**YOUR TASK**
Examine each line of the data. Copy those that contain the string "green".

━━ MATERIAL SHOWN ━━

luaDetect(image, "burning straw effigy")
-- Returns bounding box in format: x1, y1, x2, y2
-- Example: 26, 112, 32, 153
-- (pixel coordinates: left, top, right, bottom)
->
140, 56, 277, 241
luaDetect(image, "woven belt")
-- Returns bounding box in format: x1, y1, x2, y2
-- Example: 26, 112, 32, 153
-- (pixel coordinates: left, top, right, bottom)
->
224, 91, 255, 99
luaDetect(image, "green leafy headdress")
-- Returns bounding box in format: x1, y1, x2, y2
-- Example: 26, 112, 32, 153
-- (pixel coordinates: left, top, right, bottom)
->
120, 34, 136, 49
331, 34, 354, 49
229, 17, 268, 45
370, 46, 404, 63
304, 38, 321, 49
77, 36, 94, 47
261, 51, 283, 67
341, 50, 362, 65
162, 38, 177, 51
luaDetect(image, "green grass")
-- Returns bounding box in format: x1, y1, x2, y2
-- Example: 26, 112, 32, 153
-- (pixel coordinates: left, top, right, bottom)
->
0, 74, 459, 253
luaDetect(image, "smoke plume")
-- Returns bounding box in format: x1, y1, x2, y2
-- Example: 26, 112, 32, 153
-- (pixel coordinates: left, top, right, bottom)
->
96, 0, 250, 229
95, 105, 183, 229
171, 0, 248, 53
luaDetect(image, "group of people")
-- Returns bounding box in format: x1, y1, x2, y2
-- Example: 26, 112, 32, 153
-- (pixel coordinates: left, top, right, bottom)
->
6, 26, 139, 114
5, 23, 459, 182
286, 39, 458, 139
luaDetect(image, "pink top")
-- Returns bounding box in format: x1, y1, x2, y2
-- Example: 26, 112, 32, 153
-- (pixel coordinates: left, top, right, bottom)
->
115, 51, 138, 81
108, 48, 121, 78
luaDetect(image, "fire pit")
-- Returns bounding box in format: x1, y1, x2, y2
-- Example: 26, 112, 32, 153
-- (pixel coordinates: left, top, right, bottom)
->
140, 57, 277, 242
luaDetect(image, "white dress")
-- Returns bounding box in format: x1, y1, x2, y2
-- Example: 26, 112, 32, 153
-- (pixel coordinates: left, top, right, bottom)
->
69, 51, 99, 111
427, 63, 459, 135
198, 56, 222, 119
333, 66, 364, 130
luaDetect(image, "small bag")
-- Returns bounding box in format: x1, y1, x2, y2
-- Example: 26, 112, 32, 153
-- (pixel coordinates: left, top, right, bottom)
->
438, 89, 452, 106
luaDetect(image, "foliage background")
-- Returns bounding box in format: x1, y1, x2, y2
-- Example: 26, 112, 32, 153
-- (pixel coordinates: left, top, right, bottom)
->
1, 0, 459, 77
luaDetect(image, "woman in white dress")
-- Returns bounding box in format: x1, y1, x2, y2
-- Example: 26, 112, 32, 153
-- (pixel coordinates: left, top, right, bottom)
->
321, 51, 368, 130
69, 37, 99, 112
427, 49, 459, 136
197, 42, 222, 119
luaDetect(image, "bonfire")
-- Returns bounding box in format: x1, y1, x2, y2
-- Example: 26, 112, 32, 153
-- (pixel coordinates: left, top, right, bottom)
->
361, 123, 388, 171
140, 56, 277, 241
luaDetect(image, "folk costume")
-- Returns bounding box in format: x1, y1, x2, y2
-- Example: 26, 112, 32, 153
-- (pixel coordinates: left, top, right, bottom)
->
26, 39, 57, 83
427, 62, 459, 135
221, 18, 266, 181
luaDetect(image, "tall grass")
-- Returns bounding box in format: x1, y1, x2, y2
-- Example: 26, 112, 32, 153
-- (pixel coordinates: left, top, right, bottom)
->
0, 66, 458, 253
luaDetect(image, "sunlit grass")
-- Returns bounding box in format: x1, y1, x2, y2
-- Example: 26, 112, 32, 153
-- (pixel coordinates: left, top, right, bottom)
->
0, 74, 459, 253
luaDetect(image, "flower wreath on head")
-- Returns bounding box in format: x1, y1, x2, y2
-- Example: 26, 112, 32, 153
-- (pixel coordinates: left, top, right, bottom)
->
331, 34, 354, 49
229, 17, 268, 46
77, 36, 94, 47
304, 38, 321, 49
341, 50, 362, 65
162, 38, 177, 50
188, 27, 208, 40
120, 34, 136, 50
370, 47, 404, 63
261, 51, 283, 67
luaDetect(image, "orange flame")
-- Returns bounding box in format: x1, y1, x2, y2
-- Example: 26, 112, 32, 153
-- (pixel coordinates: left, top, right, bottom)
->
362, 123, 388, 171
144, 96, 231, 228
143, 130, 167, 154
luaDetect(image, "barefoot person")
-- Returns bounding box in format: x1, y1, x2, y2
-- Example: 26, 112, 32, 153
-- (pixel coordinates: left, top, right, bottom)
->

━━━

**TASK RESPONSE**
luaDetect(image, "green leafy headdress")
luaDetect(image, "green grass")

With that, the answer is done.